== Directions for this task ==
Leaving out each picture, transcribe the lines of the listing below exactly from the first through the line that contains "box: [0, 195, 640, 479]".

== Task data ==
-------

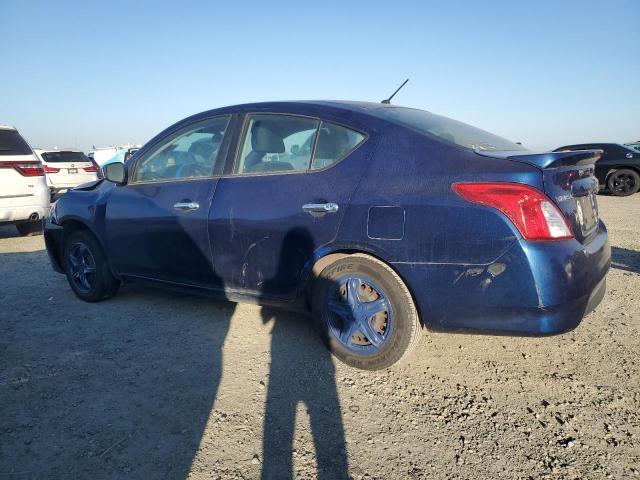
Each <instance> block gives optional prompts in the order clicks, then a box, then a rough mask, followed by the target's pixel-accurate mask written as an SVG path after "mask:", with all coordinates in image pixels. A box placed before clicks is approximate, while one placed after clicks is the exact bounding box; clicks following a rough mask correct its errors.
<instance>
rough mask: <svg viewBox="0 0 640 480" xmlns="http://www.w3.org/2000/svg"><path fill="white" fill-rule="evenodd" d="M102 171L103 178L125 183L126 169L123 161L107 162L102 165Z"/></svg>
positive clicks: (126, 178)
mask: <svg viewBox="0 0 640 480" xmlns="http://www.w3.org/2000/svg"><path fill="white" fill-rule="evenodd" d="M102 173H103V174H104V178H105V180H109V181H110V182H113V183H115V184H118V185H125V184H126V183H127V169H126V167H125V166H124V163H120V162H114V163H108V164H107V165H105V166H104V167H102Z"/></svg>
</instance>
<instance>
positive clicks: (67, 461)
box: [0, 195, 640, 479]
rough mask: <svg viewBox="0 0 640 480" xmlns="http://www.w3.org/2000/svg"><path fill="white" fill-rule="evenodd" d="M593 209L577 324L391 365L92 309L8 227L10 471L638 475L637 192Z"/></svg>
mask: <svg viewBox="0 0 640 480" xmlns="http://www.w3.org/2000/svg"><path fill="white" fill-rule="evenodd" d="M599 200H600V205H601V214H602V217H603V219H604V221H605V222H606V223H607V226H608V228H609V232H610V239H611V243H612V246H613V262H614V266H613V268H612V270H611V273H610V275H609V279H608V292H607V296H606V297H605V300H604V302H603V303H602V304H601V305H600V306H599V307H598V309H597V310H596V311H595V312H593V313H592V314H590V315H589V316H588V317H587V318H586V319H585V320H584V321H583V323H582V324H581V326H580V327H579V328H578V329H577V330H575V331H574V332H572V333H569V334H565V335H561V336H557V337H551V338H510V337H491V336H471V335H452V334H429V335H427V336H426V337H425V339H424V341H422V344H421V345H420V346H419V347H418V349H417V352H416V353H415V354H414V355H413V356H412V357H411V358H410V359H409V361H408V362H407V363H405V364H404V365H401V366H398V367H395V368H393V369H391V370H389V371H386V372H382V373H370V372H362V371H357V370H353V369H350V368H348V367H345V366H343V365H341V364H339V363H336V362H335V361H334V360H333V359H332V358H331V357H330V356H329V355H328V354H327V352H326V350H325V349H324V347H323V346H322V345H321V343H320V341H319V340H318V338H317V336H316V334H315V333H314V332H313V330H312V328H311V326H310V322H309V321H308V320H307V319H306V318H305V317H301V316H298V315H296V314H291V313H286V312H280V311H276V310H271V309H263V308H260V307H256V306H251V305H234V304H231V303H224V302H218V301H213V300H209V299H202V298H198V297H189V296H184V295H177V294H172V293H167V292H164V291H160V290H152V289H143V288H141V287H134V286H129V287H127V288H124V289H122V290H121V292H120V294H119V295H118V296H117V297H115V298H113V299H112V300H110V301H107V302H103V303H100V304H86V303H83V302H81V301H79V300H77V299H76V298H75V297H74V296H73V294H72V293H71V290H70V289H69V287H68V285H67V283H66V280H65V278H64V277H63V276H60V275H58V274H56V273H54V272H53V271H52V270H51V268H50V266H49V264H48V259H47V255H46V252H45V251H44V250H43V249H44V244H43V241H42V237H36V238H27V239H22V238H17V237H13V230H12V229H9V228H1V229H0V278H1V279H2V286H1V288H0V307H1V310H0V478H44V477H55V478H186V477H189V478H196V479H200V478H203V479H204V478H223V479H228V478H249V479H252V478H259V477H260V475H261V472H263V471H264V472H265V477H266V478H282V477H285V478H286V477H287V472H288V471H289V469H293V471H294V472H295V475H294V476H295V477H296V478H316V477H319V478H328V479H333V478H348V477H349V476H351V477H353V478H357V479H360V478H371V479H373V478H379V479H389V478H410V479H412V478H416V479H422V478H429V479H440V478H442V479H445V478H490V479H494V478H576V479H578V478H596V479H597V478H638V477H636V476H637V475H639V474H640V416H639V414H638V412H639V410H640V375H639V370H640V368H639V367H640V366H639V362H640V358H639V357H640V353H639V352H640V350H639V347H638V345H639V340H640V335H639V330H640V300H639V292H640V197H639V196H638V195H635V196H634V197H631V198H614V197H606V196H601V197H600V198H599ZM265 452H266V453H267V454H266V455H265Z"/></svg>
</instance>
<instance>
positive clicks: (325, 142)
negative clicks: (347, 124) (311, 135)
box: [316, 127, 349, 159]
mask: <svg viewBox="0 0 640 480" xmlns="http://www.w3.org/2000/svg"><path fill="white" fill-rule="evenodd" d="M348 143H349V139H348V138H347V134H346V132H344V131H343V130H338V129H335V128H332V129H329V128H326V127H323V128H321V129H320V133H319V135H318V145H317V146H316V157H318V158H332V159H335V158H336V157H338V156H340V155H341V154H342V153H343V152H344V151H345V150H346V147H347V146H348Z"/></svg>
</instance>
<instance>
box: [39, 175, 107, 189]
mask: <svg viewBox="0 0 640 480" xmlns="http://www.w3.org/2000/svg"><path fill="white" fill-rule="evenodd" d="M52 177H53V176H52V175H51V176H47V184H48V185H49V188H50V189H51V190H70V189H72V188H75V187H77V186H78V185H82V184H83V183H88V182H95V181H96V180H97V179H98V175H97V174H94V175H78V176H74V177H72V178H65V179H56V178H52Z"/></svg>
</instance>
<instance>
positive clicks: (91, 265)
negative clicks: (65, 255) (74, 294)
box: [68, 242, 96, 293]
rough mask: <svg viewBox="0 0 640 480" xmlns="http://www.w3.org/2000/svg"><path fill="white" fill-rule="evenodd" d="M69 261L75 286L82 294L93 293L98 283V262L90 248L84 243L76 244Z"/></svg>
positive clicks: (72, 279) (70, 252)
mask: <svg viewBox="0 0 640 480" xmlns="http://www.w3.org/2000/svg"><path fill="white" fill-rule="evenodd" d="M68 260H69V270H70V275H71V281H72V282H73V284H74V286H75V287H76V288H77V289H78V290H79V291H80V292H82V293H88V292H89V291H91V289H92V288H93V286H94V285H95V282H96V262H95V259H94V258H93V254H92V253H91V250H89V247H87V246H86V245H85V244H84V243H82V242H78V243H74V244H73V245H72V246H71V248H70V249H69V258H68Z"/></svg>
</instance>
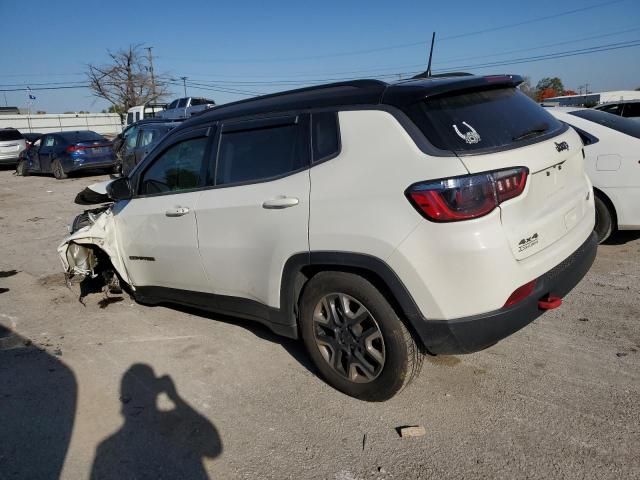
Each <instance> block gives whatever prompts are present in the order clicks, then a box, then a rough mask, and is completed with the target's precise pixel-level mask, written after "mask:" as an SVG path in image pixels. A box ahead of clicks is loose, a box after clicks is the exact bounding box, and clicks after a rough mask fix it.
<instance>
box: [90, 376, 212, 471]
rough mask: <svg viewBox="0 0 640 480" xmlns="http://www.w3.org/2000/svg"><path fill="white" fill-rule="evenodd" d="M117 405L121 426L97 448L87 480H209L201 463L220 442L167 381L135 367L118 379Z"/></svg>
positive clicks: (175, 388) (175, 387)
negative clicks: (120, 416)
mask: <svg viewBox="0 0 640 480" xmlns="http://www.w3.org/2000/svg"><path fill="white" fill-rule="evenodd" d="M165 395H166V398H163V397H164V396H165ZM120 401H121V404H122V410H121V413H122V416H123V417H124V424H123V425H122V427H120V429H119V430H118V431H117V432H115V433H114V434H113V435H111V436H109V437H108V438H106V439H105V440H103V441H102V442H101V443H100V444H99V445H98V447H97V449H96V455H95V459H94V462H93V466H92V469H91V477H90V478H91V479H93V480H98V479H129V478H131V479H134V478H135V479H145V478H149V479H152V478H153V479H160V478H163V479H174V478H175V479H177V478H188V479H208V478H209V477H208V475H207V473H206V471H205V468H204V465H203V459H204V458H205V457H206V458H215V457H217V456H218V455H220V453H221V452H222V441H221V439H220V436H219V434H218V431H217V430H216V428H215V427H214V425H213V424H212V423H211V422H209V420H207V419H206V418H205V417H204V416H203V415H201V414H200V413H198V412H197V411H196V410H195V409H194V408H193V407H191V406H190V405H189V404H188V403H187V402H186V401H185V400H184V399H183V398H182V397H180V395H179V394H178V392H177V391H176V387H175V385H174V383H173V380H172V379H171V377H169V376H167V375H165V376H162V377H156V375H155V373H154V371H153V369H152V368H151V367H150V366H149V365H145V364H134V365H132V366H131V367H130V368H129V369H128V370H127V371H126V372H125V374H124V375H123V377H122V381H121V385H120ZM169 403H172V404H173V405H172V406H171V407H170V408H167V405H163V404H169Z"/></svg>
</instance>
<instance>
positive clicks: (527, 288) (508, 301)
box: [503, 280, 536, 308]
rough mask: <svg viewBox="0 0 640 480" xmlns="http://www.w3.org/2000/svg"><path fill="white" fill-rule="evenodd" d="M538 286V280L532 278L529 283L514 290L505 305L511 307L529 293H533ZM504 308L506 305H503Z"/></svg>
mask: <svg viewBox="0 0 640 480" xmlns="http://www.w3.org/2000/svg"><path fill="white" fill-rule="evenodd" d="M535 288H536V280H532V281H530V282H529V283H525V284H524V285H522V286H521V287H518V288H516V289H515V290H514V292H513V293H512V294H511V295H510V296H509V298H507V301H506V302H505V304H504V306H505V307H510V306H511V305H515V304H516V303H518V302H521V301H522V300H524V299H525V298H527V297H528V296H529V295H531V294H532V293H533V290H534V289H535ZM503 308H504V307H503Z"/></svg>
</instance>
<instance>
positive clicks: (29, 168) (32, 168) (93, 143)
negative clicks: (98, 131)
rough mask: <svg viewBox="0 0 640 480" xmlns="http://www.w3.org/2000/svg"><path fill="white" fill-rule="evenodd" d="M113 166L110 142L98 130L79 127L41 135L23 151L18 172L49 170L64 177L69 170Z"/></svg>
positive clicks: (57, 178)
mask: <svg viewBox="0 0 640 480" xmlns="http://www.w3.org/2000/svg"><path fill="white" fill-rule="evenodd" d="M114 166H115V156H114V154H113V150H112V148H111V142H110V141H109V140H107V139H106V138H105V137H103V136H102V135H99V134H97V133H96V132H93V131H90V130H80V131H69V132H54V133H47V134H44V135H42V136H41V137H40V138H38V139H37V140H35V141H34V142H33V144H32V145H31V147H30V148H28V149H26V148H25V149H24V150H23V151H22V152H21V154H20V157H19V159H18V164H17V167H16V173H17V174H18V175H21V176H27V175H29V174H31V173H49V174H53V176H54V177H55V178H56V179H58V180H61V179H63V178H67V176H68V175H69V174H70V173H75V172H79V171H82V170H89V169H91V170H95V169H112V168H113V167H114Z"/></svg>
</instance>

-------

== Problem solution ==
Each <instance> block gives optional prompts in the order clicks, then a box, then a rough mask, followed by the target's pixel-accurate mask written as an SVG path after "mask:", with all coordinates in image pixels. A box placed before clicks is approximate, while one placed after clicks is the exact bounding box; clicks following a rough mask correct its errors.
<instance>
rough mask: <svg viewBox="0 0 640 480" xmlns="http://www.w3.org/2000/svg"><path fill="white" fill-rule="evenodd" d="M102 171L103 178L125 183L126 169L123 161L107 162L102 165Z"/></svg>
positive clicks: (126, 178)
mask: <svg viewBox="0 0 640 480" xmlns="http://www.w3.org/2000/svg"><path fill="white" fill-rule="evenodd" d="M102 173H103V174H104V178H105V180H109V181H110V182H113V183H115V184H118V185H125V184H126V183H127V169H126V167H125V166H124V163H120V162H114V163H108V164H107V165H105V166H104V167H102Z"/></svg>
</instance>
<instance>
positive clicks: (67, 461)
box: [0, 195, 640, 479]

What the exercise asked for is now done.